The more the input is loosely-structured, the harder is to parse it. In this way, XML is already loosely-structured. When I get <price/> tag, I expect it to be a number, like <price>59.90</price>, but nothing, in XML, ensures that I will actually receive a number. What about <price>USD59.90</price>, or <price>59,90 €</price>, or <price>I don't know what to put here because I'm lazy to read the API</price>?

The nice part is that you can validate XML with DTD. The same is not true for Excel.

The closer the data format is to the user, the more random this data would be. Just because users appreciate the ability for them to add sheets in Excel or reorder columns, etc., and they expect any parser using the data from the Excel being able to still understand where the data is and how is it saved.

I had to work on an application which parsed some PDF documents. Once, the phone rung in the IT support department. The customer was screaming about how the application sucks: when he sends his PDF, the application responds that the PDF contains no text. When the customer finally sent us the PDF, we immediately understood what was wrong: it was a scanned document with no OCR: every page contained just a bitmap with the scanned text. For this customer, it was still text and our app was expected to read it as any other text document.

(Directive): According to the passage on parsing loosely structured input, what was wrong with the PDF the customer sent?

(Object location annotations)

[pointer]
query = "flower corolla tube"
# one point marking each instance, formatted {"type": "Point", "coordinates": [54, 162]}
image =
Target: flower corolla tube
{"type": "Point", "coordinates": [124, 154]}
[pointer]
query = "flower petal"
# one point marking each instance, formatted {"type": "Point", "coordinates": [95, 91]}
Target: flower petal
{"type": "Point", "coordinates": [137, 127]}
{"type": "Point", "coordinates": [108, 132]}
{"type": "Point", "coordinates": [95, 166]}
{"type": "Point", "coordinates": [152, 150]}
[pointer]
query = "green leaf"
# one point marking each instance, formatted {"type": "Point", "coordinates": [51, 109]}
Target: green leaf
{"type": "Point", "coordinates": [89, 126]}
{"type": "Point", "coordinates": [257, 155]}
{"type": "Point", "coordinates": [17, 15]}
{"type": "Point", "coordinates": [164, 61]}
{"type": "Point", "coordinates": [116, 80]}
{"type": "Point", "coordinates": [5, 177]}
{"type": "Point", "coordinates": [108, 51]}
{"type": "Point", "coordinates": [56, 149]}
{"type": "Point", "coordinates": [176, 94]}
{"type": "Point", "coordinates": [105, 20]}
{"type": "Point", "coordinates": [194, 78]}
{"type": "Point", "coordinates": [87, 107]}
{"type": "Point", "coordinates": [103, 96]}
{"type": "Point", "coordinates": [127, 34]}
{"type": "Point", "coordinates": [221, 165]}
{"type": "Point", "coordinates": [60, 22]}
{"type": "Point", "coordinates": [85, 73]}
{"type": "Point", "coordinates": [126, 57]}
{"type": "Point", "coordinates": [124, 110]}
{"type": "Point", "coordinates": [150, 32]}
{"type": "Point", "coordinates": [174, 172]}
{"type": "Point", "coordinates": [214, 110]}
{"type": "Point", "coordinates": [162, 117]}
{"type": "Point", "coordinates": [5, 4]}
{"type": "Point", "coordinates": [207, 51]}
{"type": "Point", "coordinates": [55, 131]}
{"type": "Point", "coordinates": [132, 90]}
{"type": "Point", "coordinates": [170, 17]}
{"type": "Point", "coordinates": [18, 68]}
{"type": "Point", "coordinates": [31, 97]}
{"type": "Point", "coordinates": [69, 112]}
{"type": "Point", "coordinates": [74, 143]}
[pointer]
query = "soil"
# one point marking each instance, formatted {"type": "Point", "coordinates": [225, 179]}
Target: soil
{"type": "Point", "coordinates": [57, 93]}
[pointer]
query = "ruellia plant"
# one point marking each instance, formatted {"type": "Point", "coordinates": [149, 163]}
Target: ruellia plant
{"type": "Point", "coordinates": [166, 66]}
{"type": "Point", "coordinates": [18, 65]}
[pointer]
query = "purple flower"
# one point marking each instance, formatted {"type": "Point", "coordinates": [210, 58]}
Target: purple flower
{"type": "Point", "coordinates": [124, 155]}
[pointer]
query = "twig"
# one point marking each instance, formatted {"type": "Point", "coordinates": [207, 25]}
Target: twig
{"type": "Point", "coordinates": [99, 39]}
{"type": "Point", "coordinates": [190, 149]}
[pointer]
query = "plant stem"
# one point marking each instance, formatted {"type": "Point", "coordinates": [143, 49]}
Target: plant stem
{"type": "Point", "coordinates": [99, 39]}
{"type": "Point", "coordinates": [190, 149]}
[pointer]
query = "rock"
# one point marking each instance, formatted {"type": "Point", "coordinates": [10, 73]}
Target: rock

(Response to this exercise): It was a scanned document with no OCR, so every page held only a bitmap of the scanned text.